> _GIVEN TASK_:
Reproduce the rows below verbatim, beginning with the line that contains "Would you please place a dot on the front bumper" and continuing through the final line of the rows, with both of those lines included.

※

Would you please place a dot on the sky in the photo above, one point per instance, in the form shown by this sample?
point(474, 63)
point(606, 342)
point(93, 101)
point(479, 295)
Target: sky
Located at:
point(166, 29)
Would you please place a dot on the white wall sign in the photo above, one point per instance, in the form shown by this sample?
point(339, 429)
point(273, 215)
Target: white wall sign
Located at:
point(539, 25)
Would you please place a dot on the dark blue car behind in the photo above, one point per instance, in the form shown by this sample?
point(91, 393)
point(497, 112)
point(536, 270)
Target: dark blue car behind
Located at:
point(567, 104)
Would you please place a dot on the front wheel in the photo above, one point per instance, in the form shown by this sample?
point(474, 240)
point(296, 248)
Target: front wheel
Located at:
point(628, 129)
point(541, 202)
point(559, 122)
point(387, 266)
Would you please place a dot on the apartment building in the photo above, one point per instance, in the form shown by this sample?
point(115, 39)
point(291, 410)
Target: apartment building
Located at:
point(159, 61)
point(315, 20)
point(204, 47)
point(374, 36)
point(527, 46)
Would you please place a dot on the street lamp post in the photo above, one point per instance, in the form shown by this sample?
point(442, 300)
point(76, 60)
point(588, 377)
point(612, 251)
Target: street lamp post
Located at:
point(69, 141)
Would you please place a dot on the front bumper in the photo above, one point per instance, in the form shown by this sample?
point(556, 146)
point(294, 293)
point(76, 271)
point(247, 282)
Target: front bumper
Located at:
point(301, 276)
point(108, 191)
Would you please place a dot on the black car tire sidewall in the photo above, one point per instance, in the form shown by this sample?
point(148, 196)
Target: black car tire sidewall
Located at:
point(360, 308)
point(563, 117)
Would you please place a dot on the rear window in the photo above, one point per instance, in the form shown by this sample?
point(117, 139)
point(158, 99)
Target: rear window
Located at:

※

> _SOLUTION FOR THIS TASK_:
Would you please place a dot on the front bumper in the photo above, one point per instance, in the form shown by this sample?
point(556, 146)
point(294, 293)
point(76, 271)
point(247, 282)
Target: front bumper
Located at:
point(301, 276)
point(108, 191)
Would you please place a dot on the black car tire sidewall in the photo above, one point per instance, in the form shown by this sample?
point(148, 196)
Target: black car tire sidewall
Located at:
point(360, 308)
point(563, 117)
Would you please place a dot on the rear window in the photo above, one point per instance, in the form shown by this sample?
point(117, 139)
point(158, 99)
Target: rear window
Located at:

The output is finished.